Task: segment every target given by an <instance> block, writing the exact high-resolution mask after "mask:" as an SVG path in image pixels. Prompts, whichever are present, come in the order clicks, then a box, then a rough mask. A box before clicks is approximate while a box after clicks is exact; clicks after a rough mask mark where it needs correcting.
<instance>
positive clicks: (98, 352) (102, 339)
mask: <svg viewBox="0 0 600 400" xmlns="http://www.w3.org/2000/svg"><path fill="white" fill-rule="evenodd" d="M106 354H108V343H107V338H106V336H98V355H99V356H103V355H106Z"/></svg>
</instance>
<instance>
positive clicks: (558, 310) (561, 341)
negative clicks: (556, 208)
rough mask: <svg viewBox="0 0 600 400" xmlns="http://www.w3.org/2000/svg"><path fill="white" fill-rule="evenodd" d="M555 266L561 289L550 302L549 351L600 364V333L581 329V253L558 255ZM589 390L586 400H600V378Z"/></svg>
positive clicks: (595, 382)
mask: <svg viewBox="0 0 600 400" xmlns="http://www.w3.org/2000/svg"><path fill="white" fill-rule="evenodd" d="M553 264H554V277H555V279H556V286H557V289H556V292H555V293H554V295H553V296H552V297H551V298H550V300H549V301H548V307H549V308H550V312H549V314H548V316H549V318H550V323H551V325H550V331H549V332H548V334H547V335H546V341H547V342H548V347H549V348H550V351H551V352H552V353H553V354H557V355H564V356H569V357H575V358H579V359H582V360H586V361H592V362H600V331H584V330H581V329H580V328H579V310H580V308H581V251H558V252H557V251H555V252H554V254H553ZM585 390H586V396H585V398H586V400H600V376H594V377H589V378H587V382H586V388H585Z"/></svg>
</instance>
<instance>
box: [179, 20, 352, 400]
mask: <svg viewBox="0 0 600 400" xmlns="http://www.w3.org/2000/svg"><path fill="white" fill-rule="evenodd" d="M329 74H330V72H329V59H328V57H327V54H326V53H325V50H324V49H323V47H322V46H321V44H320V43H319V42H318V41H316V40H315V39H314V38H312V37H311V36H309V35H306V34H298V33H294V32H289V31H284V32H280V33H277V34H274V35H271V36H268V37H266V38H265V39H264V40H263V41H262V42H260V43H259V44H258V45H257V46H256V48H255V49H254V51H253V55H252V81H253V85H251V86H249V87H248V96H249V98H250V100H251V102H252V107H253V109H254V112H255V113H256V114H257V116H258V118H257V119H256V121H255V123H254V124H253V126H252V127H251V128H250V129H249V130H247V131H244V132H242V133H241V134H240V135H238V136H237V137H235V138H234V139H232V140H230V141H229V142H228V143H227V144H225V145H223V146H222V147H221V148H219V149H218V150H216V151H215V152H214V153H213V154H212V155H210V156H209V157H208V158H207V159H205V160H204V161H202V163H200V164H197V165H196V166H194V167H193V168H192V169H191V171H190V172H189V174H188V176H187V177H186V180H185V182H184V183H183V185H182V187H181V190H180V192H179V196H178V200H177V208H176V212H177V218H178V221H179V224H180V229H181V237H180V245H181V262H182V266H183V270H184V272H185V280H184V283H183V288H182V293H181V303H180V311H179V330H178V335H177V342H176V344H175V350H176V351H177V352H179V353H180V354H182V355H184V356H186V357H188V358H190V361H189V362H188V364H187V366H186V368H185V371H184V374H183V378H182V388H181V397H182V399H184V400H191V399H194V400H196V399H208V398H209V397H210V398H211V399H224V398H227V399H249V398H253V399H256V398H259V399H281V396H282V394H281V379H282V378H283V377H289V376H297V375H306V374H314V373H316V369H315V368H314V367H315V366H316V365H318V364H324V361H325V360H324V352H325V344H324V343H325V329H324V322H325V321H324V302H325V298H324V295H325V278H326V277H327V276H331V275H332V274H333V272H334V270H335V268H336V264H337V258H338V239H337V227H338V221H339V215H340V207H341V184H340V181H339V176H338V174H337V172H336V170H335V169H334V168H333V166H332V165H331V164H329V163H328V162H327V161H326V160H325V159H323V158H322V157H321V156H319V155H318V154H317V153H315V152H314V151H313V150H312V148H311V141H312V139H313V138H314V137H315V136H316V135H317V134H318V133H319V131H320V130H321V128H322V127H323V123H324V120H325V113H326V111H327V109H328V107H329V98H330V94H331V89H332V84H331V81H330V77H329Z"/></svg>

++++++++

# ABOUT THIS EXERCISE
Reproduce the records exactly as they appear.

# EXERCISE ANSWER
Task: segment every target given by an <instance> block, writing the exact high-resolution mask after "mask:" as an SVG path in image pixels. Prompts, whichever are present, come in the order clicks, then a box, then a rough mask. A box before clicks is approximate while a box after clicks is exact; clicks after a rough mask mark where it needs correcting.
<instance>
positive clicks: (98, 352) (102, 339)
mask: <svg viewBox="0 0 600 400" xmlns="http://www.w3.org/2000/svg"><path fill="white" fill-rule="evenodd" d="M106 354H108V343H107V338H106V336H98V355H99V356H103V355H106Z"/></svg>
</instance>
<instance>
positive clicks: (558, 310) (561, 341)
negative clicks: (556, 208)
rough mask: <svg viewBox="0 0 600 400" xmlns="http://www.w3.org/2000/svg"><path fill="white" fill-rule="evenodd" d="M555 266L561 289L550 302L549 351L600 364V333L581 329V253L558 255ZM589 390L586 400H600V378Z"/></svg>
positive clicks: (595, 382)
mask: <svg viewBox="0 0 600 400" xmlns="http://www.w3.org/2000/svg"><path fill="white" fill-rule="evenodd" d="M553 264H554V277H555V279H556V286H557V289H556V292H555V293H554V295H553V296H552V297H551V298H550V300H549V301H548V307H549V308H550V312H549V314H548V316H549V318H550V323H551V325H550V331H549V332H548V334H547V335H546V341H547V342H548V347H549V348H550V351H551V352H552V353H553V354H557V355H564V356H569V357H575V358H579V359H582V360H586V361H592V362H600V331H584V330H581V329H580V328H579V310H580V308H581V251H558V252H557V251H555V252H554V254H553ZM585 390H586V396H585V398H586V400H600V376H594V377H589V378H587V382H586V388H585Z"/></svg>
</instance>
<instance>
box: [179, 20, 352, 400]
mask: <svg viewBox="0 0 600 400" xmlns="http://www.w3.org/2000/svg"><path fill="white" fill-rule="evenodd" d="M329 74H330V72H329V59H328V57H327V54H326V53H325V50H324V49H323V47H322V46H321V44H320V43H319V42H318V41H316V40H315V39H314V38H312V37H311V36H309V35H306V34H298V33H294V32H289V31H284V32H280V33H277V34H274V35H271V36H268V37H266V38H265V39H264V40H263V41H262V42H260V43H259V44H258V45H257V46H256V48H255V49H254V51H253V55H252V81H253V85H251V86H249V87H248V96H249V98H250V100H251V102H252V107H253V109H254V112H255V113H256V114H257V116H258V118H257V119H256V121H255V123H254V124H253V126H252V127H251V128H250V129H249V130H247V131H244V132H242V133H241V134H240V135H238V136H237V137H235V138H234V139H232V140H230V141H229V142H228V143H227V144H225V145H223V146H222V147H221V148H219V149H218V150H216V151H215V152H214V153H213V154H212V155H210V156H209V157H208V158H207V159H205V160H204V161H202V163H200V164H197V165H196V166H194V167H193V168H192V169H191V171H190V172H189V174H188V176H187V177H186V180H185V182H184V183H183V185H182V187H181V190H180V192H179V196H178V200H177V208H176V212H177V218H178V221H179V224H180V229H181V237H180V245H181V262H182V266H183V270H184V272H185V280H184V283H183V288H182V293H181V303H180V311H179V330H178V335H177V342H176V344H175V350H176V351H177V352H179V353H180V354H182V355H184V356H186V357H188V358H190V361H189V362H188V364H187V366H186V368H185V371H184V374H183V378H182V388H181V397H182V399H184V400H191V399H194V400H196V399H208V398H209V397H210V398H211V399H224V398H227V399H249V398H253V399H256V398H259V399H281V396H282V394H281V379H282V378H283V377H289V376H297V375H306V374H314V373H316V369H315V368H314V367H315V366H316V365H318V364H324V361H325V360H324V352H325V344H324V343H325V329H324V322H325V321H324V302H325V298H324V295H325V278H326V277H327V276H331V275H332V274H333V272H334V270H335V268H336V264H337V258H338V239H337V227H338V221H339V215H340V207H341V184H340V181H339V176H338V174H337V172H336V170H335V169H334V168H333V166H332V165H331V164H329V163H328V162H327V161H326V160H325V159H323V158H322V157H321V156H319V155H318V154H317V153H315V152H314V151H313V150H312V148H311V141H312V139H313V138H314V137H315V136H316V135H317V134H318V133H319V131H320V130H321V128H322V127H323V123H324V120H325V113H326V111H327V109H328V107H329V98H330V94H331V89H332V84H331V81H330V77H329Z"/></svg>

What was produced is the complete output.